# Stored data
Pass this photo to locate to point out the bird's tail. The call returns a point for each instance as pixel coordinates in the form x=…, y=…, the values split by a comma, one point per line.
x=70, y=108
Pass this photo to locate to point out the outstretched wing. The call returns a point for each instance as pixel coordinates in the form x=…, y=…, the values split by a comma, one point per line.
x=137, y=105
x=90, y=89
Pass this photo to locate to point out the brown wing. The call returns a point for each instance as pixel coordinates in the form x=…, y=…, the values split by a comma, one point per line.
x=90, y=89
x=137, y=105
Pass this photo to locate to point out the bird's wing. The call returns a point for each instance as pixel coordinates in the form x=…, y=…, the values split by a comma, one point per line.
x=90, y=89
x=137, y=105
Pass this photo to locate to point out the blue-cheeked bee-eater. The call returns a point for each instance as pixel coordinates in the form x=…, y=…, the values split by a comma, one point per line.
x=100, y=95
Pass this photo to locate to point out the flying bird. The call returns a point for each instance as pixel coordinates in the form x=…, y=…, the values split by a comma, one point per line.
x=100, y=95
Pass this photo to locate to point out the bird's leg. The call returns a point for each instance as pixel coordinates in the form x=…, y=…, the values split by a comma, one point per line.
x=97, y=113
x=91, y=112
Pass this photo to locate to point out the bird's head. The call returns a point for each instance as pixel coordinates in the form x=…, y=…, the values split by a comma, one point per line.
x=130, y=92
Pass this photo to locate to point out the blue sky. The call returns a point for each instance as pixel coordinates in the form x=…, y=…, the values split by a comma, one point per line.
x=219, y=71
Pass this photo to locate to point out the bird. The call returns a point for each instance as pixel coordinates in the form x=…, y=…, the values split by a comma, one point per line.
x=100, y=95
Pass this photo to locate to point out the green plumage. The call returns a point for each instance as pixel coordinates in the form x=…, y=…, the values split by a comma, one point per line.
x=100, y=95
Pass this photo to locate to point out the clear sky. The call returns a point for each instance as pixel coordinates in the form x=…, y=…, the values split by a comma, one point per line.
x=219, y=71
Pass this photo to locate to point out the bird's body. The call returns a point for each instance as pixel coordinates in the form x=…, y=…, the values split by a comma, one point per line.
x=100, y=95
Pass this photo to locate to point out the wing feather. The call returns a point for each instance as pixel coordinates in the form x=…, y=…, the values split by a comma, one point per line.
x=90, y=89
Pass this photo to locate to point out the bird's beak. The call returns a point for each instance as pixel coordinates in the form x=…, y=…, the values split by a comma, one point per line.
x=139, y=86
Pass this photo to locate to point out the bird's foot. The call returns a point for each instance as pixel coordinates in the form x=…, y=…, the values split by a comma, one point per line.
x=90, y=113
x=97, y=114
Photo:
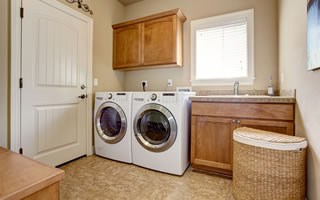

# Objective
Scale up the listing from the line containing "Pass this photo to locate to point out the blue sky." through its end, both ends included, by rewriting every line, requests too, with each x and y coordinate in the answers multiplied by 2.3 and rounded to a whole number, halves up. Leave the pictures out of your reply.

# Correct result
Pass this photo to locate to point out the blue sky. The call returns a point for each instance as pixel coordinates in the form x=…, y=…, the values split by a comma, one point per line.
x=504, y=163
Pass this photo to locate to point out the bird. The call returns a point for each instance as pixel coordinates in the form x=…, y=…, the values split by a comma, one point per line.
x=230, y=219
Pass this photo to locate to point out the green plumage. The call returns a point for each instance as pixel coordinates in the form x=…, y=…, the values split by a comma, one point per line.
x=230, y=219
Pass this photo to locate to point out the clear sky. The call returns a point for each instance as pixel coordinates in the form x=…, y=…, the values split by a comma, one point per line.
x=504, y=163
Pass this photo to locate to point out the bird's body. The call returns a point for each instance as pixel coordinates in the form x=…, y=…, the values split by a comma, one point per line.
x=230, y=219
Pass this photo to locate to point out the wing feather. The call returns a point for each instance as pixel coordinates in the form x=…, y=…, the values split by a comma, one point per line.
x=207, y=205
Pass this photo to locate to point out the bird's beak. The call returns a point for each instance as pixel coordinates in the form x=…, y=…, the values split by a comma, one point per line.
x=320, y=198
Pass this photo to locate to point out the bird's foot. The call returns a point for each instance as pixel coordinates in the form x=…, y=…, the values split by a comma, one point per line.
x=207, y=260
x=223, y=262
Photo:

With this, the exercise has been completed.